[Start of Data for processing]

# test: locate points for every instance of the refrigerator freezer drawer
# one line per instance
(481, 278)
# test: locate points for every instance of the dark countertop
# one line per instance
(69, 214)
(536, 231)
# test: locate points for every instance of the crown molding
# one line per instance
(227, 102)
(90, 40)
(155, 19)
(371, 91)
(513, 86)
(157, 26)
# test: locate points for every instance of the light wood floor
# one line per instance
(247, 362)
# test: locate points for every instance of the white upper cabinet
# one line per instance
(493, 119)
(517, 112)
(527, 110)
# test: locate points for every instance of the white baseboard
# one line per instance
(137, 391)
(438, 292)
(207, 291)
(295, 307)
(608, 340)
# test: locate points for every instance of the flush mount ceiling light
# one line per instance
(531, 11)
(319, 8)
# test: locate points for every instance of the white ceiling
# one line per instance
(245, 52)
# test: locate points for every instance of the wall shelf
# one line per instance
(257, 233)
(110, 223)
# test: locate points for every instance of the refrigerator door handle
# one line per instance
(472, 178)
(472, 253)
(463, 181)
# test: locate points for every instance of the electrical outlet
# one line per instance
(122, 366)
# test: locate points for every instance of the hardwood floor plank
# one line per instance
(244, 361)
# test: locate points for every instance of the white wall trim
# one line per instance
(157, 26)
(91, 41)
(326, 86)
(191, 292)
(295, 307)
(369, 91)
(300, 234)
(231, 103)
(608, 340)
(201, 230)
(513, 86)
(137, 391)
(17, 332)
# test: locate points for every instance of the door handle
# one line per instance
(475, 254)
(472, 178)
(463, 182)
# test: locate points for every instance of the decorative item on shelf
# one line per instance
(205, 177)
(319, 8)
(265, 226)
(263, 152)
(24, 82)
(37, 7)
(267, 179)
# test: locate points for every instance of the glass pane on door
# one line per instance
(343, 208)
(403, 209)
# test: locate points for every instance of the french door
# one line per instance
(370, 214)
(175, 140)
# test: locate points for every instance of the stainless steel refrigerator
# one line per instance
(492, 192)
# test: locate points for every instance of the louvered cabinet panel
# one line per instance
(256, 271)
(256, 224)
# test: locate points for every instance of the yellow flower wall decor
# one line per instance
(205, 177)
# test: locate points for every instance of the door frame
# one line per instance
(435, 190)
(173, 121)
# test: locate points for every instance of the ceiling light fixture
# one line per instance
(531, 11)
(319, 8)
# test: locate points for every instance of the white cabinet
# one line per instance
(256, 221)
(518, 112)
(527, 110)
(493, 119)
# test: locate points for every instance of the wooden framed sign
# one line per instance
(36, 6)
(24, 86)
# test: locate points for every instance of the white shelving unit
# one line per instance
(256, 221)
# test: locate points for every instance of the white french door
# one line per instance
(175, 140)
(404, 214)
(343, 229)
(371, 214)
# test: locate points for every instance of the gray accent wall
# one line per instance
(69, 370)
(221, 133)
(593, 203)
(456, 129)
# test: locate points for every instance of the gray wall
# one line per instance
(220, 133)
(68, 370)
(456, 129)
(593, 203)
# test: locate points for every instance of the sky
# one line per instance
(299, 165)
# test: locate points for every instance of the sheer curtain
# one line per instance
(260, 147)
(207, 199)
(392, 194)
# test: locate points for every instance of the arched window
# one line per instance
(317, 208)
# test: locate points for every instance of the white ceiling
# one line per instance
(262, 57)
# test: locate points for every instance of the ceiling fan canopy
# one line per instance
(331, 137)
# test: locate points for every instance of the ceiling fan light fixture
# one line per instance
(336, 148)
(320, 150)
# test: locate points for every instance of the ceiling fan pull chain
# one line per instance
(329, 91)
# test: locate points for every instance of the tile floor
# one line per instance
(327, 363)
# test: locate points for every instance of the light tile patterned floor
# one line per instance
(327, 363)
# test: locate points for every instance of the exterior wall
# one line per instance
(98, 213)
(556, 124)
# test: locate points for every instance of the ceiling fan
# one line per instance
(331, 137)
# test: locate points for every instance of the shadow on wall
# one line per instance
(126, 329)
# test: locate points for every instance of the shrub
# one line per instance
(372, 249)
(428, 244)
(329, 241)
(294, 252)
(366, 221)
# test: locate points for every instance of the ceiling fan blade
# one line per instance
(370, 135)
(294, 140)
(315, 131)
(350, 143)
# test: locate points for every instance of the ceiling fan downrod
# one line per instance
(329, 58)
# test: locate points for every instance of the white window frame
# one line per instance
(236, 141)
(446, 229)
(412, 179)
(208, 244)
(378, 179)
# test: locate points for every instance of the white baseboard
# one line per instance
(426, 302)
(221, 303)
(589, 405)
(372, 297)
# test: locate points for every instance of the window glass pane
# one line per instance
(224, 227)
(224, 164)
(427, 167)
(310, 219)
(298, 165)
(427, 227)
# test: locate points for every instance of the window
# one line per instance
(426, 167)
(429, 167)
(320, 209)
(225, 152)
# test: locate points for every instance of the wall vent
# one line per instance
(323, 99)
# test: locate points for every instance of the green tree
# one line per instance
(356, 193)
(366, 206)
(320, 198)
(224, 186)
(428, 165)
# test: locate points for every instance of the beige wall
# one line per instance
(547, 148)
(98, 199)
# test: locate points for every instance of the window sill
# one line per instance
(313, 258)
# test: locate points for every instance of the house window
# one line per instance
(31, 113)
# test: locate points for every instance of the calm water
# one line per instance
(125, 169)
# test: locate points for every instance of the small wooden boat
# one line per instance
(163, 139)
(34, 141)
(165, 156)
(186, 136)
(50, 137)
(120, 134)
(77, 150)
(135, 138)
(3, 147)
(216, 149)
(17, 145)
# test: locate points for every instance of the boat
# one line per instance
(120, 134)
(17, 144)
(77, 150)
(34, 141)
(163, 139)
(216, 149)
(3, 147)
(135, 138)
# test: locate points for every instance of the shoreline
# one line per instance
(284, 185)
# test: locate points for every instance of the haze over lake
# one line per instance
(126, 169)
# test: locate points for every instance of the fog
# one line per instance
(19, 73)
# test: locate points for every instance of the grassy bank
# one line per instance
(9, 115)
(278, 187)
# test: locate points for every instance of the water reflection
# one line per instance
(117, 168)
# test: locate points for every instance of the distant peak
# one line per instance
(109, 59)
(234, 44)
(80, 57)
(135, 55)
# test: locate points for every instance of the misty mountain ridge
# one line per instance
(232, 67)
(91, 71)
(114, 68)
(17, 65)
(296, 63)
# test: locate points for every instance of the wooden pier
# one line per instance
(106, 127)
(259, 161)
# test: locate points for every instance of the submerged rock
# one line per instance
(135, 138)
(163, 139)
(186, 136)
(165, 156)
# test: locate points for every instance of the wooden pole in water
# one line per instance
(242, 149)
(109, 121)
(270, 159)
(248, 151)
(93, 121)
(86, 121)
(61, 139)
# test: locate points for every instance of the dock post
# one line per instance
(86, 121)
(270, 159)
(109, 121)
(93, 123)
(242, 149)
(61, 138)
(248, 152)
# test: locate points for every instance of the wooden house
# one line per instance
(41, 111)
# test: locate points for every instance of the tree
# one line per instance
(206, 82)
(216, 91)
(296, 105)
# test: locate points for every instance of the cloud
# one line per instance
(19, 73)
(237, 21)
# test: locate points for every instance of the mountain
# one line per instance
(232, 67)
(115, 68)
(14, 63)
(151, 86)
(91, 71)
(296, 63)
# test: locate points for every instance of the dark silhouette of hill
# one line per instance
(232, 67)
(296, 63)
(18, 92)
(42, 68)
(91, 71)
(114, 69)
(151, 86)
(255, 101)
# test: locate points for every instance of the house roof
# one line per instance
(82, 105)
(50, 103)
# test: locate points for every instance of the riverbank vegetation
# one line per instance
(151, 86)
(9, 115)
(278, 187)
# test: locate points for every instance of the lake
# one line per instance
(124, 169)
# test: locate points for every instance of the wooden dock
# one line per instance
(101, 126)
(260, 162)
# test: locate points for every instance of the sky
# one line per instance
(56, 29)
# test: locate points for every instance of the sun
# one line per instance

[End of Data for processing]

== Task to complete ==
Can you reproduce all of the data above verbatim, line by line?

== Solved problem ==
# test: locate points for every instance of the refrigerator freezer drawer
# one line per instance
(481, 278)
# test: locate points for every instance of the dark countertop
# one line per instance
(69, 214)
(536, 231)
# test: locate points for every instance of the crown molding
# one line per instance
(227, 102)
(90, 40)
(155, 19)
(371, 91)
(513, 86)
(157, 26)
# test: locate points for every instance of the light wood floor
# one line per instance
(247, 362)
# test: locate points for every instance of the white upper cabinet
# one line per instance
(493, 119)
(517, 112)
(527, 110)
# test: locate points for every instance of the white baseboard
# one line per instance
(137, 391)
(438, 292)
(207, 291)
(295, 307)
(608, 340)
# test: locate points for every instance of the flush mount ceiling light
# one line per instance
(531, 11)
(319, 8)
# test: locate points for every instance of the white ceiling
# one line per instance
(245, 52)
# test: locate points for every instance of the wall shelf
# one line per instance
(257, 233)
(110, 223)
# test: locate points for every instance of the refrigerator door handle
# one line per instance
(472, 178)
(472, 253)
(463, 181)
# test: locate points for every instance of the electrical outlet
# one line per instance
(122, 366)
# test: locate points for every instance of the hardwood floor plank
# one line per instance
(244, 361)
# test: locate points for every instance of the white wall trim
# one line per instance
(157, 26)
(91, 41)
(326, 86)
(191, 292)
(295, 307)
(369, 91)
(300, 234)
(231, 103)
(608, 340)
(201, 230)
(513, 86)
(137, 391)
(17, 332)
# test: locate points for every instance of the door handle
# one line per instance
(475, 254)
(472, 178)
(463, 182)
# test: locate points for every instance of the decorative item on shelf
# one line per instance
(205, 177)
(319, 8)
(265, 226)
(263, 152)
(24, 82)
(37, 7)
(267, 179)
# test: locate points for every instance of the glass pane on door
# one line per instance
(343, 208)
(403, 209)
# test: locate points for every instance of the french door
# one line per instance
(370, 214)
(175, 140)
# test: locate points for every instance of the stainless steel refrigerator
# one line per instance
(492, 192)
# test: locate points for every instance of the louvered cabinet panel
# one line per instance
(256, 271)
(256, 224)
# test: locate points for every instance of the yellow flower wall decor
# one line per instance
(205, 177)
# test: locate points for every instance of the door frame
# one line per instance
(435, 190)
(173, 121)
# test: locate points for every instance of the ceiling light fixture
# one line per instance
(531, 11)
(319, 8)
# test: locate points for every instance of the white cabinet
# one line per instance
(256, 221)
(518, 112)
(527, 110)
(493, 119)
# test: locate points for every instance of the wooden framed sign
# one line per instance
(36, 6)
(24, 86)
# test: locate points for every instance of the white shelving unit
# one line per instance
(256, 221)
# test: locate points for every instance of the white french door
# one line per instance
(175, 140)
(404, 214)
(343, 229)
(371, 214)
# test: locate points for every instance of the gray accent wall
# one line per instance
(69, 370)
(221, 133)
(593, 203)
(456, 129)
# test: locate points for every instance of the gray wall
# one line per instance
(220, 133)
(68, 370)
(456, 129)
(593, 203)
# test: locate points for every instance of the sky
# one line per instance
(299, 165)
# test: locate points for every instance of the sheer curtain
# one line per instance
(260, 147)
(207, 199)
(392, 194)
# test: locate points for every instance of the arched window
# one line per instance
(317, 208)
# test: locate points for every instance of the white ceiling
# one line per instance
(262, 57)
# test: locate points for every instance of the ceiling fan canopy
# one line per instance
(331, 137)
# test: locate points for every instance of the ceiling fan light fixture
# one line per instance
(336, 148)
(320, 150)
# test: locate points for every instance of the ceiling fan pull chain
# one line per instance
(329, 91)
# test: locate points for every instance of the tile floor
# one line per instance
(327, 363)
# test: locate points for every instance of the light tile patterned floor
# one line per instance
(327, 363)
# test: locate points for every instance of the exterior wall
# one line per instance
(98, 213)
(556, 124)
# test: locate points for every instance of the ceiling fan
# one line per instance
(331, 137)
# test: locate points for every instance of the shadow on wall
# one line per instance
(126, 329)
# test: locate points for every instance of the shrub
# one line per instance
(372, 249)
(428, 244)
(329, 241)
(294, 252)
(366, 221)
# test: locate points for every instance of the ceiling fan blade
# one line per instance
(370, 135)
(294, 140)
(315, 131)
(350, 143)
# test: locate points for every instance of the ceiling fan downrod
# one line per instance
(329, 58)
# test: locate points for every instance of the white window frame
# one line per instance
(236, 141)
(446, 229)
(412, 179)
(208, 244)
(378, 179)
# test: locate points for every instance of the white baseboard
# one line per instance
(426, 302)
(221, 303)
(589, 405)
(372, 297)
# test: locate points for every instance of the window glass pane
# one line per instance
(224, 227)
(224, 164)
(427, 167)
(310, 219)
(298, 165)
(427, 227)
# test: locate points for every instance of the window
# one line per instance
(426, 167)
(429, 167)
(320, 209)
(225, 152)
# test: locate points for every instance of the wall vent
# one line per instance
(323, 99)
# test: locate points for every instance of the green tree
# one line per instance
(356, 193)
(366, 206)
(320, 198)
(224, 186)
(428, 165)
# test: locate points for every instance of the beige wall
# one line per instance
(547, 148)
(98, 199)
# test: locate points for every instance of the window sill
# one line per instance
(313, 258)
# test: locate points for every instance of the house window
# one line per instance
(31, 113)
# test: locate points for every instance of the calm water
# one line per instance
(125, 169)
# test: locate points for every instance of the small wooden boat
# one line per instance
(163, 139)
(34, 141)
(165, 156)
(186, 136)
(50, 137)
(120, 134)
(77, 150)
(135, 138)
(3, 147)
(216, 149)
(17, 145)
# test: locate points for every instance of the boat
# one line per instance
(120, 134)
(17, 144)
(77, 150)
(34, 141)
(163, 139)
(216, 149)
(3, 147)
(135, 138)
# test: locate points for every instance of the shoreline
# one line per instance
(284, 185)
# test: locate points for every instance of the haze over lake
# one line per instance
(126, 169)
# test: locate points for every instance of the fog
# one line per instance
(19, 73)
# test: locate points for every instance of the grassy bank
# one line per instance
(9, 115)
(278, 187)
# test: locate points for every instance of the water reflection
# one line per instance
(117, 168)
# test: locate points for every instance of the distant peak
# one line per instance
(109, 59)
(234, 44)
(80, 57)
(135, 55)
# test: locate points for every instance of the misty mountain ridge
# one line per instance
(232, 67)
(91, 71)
(114, 68)
(17, 65)
(296, 63)
# test: locate points for every instance of the wooden pier
# one line per instance
(106, 127)
(259, 161)
# test: locate points for every instance of the submerged rock
# one line per instance
(135, 138)
(163, 139)
(186, 136)
(165, 156)
# test: locate points for every instance of the wooden pole in water
# one line per instance
(242, 149)
(109, 121)
(270, 159)
(248, 151)
(93, 121)
(86, 121)
(61, 139)
# test: locate points for every instance of the dock post
# one line per instance
(86, 121)
(270, 159)
(109, 121)
(93, 123)
(242, 149)
(61, 138)
(248, 152)
# test: locate points for every instance of the wooden house
# one line per instance
(41, 111)
# test: locate points for every instance of the tree
# one line per instance
(206, 82)
(216, 91)
(296, 105)
# test: locate points for every instance of the cloud
# one line per instance
(19, 73)
(237, 21)
# test: locate points for every instance of the mountain
# one line per instance
(232, 67)
(115, 68)
(14, 63)
(151, 86)
(91, 71)
(296, 63)
# test: locate points for every instance of the dark silhouette of hill
# one line per instance
(232, 67)
(296, 63)
(18, 92)
(42, 68)
(91, 71)
(114, 69)
(151, 86)
(255, 101)
# test: locate points for every instance of the house roof
# one line per instance
(82, 105)
(50, 103)
# test: locate points for every instance of the riverbank vegetation
# one line per instance
(151, 86)
(9, 115)
(278, 187)
# test: locate points for every instance of the lake
# one line per instance
(124, 169)
# test: locate points for every instance of the wooden dock
# one line per instance
(101, 126)
(260, 162)
# test: locate points for every instance of the sky
# one line per instance
(56, 29)
# test: locate points for every instance of the sun
# one line per instance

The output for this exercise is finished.